--- 提示文 ---
• • • • •
『The Whale/ザ・ホエール』切ないほど人間愛に満ちた悲しくて美しい映画 ★★★★★

Kia Ora

今回の映画レビューは、日本では4月に公開予定の『ザ・ホェール(原題) The Whale 』です。

過去にセクシャルハラスメントを受け遠ざかっていた芸能界への復帰作品、そして『ザ・ホェール』の主役の渾身の演技でアカデミー賞主演男優賞にノミネートされ、がぜん主演のブレンダン・フレイザーに世間の注目が集まっています。

一方前作の『ブラック・スワン』で世間を騒がせたダーレン・アロノフスキー監督は、この『ザ・ホェール』も批評は賛否両論ですが、切ないほど人間愛に満ちた悲しくて美しい映画としてお薦めします。

 映画概要

2022年製作/英語/117分/PG12/アメリカ/字幕翻訳:松浦美奈
原題:The Whale
配給:キノフィルムズ
原作:サム・D・ハンター
監督:ダーレン・アロノフスキー
出演者:ブレンダン・フレイザー、セイディー・シンク、ホン・チャウ、タイ・シンプキンス、サマンサ・モートン
日本公開予定日:2023年4月7日(金)
• • • • •
点ラベル付けセットの行:
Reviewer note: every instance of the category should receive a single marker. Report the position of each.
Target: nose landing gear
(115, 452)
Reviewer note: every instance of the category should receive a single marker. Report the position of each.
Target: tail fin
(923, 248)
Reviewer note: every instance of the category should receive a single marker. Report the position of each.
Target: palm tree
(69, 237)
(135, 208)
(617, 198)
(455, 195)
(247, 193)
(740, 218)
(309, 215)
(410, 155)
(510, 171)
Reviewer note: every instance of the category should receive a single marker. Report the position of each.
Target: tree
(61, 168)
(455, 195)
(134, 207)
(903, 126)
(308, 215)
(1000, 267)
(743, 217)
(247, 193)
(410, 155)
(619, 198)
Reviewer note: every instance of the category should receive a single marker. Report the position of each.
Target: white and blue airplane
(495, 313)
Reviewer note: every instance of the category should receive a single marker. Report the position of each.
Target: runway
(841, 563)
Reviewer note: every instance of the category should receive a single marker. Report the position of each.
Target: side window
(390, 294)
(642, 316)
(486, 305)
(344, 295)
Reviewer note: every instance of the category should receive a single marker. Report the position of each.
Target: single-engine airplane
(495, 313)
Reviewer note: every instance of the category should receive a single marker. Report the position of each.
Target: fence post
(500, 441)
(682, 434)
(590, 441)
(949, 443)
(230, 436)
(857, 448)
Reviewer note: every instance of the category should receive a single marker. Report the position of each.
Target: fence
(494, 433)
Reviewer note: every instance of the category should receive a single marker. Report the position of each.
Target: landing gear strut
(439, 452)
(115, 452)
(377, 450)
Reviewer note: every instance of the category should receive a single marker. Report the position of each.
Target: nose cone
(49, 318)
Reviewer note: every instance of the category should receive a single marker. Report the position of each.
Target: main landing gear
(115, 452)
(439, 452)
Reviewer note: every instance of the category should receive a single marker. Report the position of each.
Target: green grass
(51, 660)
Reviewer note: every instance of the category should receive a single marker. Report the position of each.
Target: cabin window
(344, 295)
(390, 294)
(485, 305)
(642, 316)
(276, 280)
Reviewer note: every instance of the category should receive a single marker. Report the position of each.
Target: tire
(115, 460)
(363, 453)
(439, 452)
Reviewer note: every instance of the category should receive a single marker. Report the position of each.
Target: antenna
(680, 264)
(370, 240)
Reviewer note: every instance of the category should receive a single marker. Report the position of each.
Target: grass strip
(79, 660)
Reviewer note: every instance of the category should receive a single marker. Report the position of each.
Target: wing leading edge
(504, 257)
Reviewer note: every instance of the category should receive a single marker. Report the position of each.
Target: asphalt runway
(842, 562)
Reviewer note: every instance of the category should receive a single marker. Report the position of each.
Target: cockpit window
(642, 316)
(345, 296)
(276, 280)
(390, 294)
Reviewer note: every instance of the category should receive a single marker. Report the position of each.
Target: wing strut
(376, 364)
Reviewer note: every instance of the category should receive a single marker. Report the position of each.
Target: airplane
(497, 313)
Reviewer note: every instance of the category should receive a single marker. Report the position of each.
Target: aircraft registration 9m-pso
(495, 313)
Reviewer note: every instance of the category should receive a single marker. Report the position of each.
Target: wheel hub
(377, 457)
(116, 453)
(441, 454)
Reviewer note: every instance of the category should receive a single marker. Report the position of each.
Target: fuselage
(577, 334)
• • • • •
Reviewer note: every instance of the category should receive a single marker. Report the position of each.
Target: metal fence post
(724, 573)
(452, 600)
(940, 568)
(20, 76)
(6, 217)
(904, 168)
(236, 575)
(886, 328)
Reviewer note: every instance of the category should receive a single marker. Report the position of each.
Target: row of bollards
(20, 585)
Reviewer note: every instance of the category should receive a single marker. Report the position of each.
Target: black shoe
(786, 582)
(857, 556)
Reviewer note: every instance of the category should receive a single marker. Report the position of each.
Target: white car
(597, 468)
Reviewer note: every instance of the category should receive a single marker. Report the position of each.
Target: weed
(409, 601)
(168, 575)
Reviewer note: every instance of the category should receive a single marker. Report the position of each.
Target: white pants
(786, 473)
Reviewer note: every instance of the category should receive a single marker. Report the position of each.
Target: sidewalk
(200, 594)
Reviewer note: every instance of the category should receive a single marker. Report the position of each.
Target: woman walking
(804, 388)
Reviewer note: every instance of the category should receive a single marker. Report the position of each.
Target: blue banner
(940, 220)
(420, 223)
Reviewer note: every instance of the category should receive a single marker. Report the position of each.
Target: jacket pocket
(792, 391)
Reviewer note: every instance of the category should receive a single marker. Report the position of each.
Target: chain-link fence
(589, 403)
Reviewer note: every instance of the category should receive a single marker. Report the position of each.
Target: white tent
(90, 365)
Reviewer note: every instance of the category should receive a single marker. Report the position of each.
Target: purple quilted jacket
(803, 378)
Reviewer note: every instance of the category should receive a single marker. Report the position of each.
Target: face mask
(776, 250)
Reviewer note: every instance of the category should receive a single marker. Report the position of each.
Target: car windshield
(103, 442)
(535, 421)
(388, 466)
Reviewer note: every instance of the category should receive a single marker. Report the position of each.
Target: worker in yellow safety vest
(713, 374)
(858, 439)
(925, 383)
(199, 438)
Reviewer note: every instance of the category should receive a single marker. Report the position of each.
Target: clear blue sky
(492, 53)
• • • • •
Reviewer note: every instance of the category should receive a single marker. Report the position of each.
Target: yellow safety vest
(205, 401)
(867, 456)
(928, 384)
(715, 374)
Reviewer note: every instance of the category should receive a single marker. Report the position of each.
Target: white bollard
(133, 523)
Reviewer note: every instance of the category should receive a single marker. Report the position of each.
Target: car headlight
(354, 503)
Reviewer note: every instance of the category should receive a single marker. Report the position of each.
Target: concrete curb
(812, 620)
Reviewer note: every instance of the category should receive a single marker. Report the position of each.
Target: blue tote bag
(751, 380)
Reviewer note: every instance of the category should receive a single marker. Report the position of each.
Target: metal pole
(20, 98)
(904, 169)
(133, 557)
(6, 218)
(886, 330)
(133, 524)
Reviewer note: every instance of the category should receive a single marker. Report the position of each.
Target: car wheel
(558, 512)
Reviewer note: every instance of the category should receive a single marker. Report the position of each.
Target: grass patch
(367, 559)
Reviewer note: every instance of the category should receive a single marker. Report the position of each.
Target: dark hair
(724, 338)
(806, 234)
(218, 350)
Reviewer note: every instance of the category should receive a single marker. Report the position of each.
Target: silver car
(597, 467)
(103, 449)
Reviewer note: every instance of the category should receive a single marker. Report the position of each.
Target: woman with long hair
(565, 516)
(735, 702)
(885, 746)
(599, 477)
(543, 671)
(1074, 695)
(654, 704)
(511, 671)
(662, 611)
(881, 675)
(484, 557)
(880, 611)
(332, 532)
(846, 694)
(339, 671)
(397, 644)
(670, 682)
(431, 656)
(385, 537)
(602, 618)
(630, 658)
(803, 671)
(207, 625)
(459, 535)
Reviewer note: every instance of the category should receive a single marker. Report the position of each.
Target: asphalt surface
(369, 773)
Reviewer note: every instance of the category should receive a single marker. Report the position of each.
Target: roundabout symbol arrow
• • • • •
--- 課題の説明 ---
上の映画レビューでは、『ザ・ホエール』の日本公開予定日は何年何月何日とされていますか。

--- 解答 ---
2023年4月7日(金)です。